Cardiovasculaire Geneeskunde.nl

Nephrology: Update 10

Literatuur - D.J. de Jager, epidemioloog, F.W. Dekker, epidemioloog, M.G.Vervloet,internist-nefroloog


Review: Niet-cardiovasculaire mortaliteit bij CKD: een epidemiologisch perspectief.

Dr. D.J. de Jager, epidemioloog LUMC
Prof. Dr. F.W. Dekker, epidemioloog LUMC
Dr. M.G.Vervloet,internist-nefroloog VUMC


Nephrology update 10: From science to clinical practice. Augustus 2014
Editor Dr.Y.M. J. Sijpkens, Internist-nefroloog Bronovo ziekenhuis, Den Haag


Inleiding

Chronische nierziekte (CKD) vormt een veelvoorkomend gezondheids probleem met een prevalentie bij volwassenen in Azië, Australië, Europa en de Verenigde Staten (VS) van 10-16%. CKD gaat gepaard met een verhoogde morbiditeit, zoals hypertensie en dyslipidemie, en verhoogde mortaliteit. De verhoogde mortaliteit is goed gedocumenteerd bij patiënten met eindstadium nierziekte (ESRD) maar ook bij degenen met vroegere stadia van CKD.
::::::::::
- _Studievragen_
[1] Hoe hoog is volgens het tekstfragment de prevalentie van chronische nierziekte bij volwassenen?
[2] Zet de alinea die begint met "Chronische nierziekte (CKD) vormt" uit het tekstfragment om in een korte opsomming met de belangrijkste feiten.
[3] Noem alle gebieden waarvoor het tekstfragment de prevalentie van chronische nierziekte bij volwassenen opgeeft.

- _Fragmenten uit materiaal_
::::::::::
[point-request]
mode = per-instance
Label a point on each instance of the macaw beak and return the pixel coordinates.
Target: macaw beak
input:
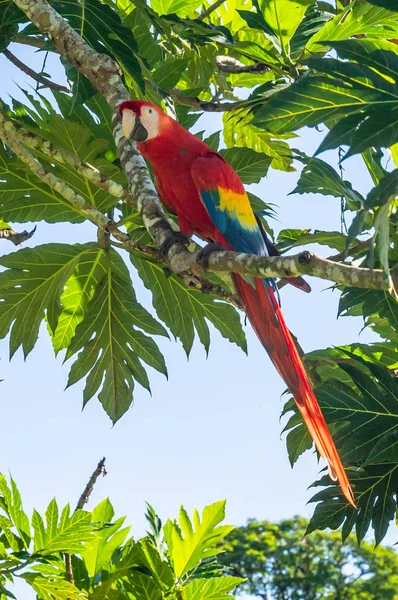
::::::::::
- _Antwoorden_
[1] 10-16%.

[2]
- Chronische nierziekte (CKD) is een veelvoorkomend gezondheidsprobleem.
- Bij volwassenen in Azië, Australië, Europa en de VS ligt de prevalentie op 10-16%.
- CKD gaat samen met meer ziekte, zoals hypertensie en dyslipidemie, en met een hogere sterfte.
- Die hogere sterfte is goed vastgelegd bij eindstadium nierziekte (ESRD) en ook bij vroegere stadia van CKD.

[3] Azië, Australië, Europa en de Verenigde Staten.